Write out the records below word for word, from their first line through the line containing "[515, 0, 566, 117]", with both of those lines included.

= = = = =

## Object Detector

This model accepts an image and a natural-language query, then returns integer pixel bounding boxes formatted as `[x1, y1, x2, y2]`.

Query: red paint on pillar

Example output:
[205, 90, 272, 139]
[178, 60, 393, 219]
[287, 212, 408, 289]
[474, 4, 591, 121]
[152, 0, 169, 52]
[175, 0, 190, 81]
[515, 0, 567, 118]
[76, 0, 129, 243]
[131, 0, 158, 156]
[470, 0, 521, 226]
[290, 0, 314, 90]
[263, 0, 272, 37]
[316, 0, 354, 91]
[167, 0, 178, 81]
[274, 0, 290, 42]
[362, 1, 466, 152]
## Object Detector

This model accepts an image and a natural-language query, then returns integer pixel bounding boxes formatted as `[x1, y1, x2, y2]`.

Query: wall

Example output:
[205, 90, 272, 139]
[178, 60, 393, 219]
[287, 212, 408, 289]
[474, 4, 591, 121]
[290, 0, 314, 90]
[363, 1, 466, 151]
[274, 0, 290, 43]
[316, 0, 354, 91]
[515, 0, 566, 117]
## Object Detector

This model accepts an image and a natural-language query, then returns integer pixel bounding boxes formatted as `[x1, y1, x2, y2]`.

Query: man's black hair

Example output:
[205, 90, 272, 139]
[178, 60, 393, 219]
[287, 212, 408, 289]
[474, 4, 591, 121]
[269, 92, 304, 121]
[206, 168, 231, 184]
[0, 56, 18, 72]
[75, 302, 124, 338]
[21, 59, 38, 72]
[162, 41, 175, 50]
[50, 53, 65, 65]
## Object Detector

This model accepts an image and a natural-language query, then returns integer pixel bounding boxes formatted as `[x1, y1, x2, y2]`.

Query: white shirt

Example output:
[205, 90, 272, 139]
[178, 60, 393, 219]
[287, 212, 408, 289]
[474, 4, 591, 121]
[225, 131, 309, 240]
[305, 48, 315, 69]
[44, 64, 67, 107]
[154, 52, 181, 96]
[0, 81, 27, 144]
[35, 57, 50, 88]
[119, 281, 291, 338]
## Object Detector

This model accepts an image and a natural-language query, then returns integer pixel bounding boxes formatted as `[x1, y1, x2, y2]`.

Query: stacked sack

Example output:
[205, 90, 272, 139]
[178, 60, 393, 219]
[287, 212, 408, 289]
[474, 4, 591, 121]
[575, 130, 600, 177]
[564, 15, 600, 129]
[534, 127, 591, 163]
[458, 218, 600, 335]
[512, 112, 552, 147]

= = = = =

Answer in full -
## Object Detector

This model accepts an image and a natural-language query, then returns integer pixel bounding boxes formatted as `[x1, y1, x2, y2]`.

Query: red paint on pillar

Example output:
[205, 90, 272, 139]
[178, 60, 393, 219]
[287, 212, 408, 289]
[474, 4, 591, 121]
[152, 0, 169, 52]
[175, 0, 190, 81]
[515, 0, 567, 118]
[76, 0, 129, 243]
[131, 0, 158, 156]
[470, 0, 521, 226]
[290, 0, 314, 90]
[263, 0, 272, 37]
[316, 0, 354, 91]
[167, 0, 178, 81]
[274, 0, 290, 42]
[362, 1, 466, 152]
## Object Detector

This model accepts an image and a natural-language query, then returns integer pixel bounding boxes formatted as `[x1, y1, x2, y2]`.

Query: wall

Example output:
[205, 90, 272, 139]
[178, 60, 393, 219]
[287, 212, 408, 289]
[474, 4, 591, 121]
[290, 0, 314, 90]
[363, 1, 466, 151]
[274, 0, 290, 43]
[316, 0, 354, 91]
[515, 0, 566, 117]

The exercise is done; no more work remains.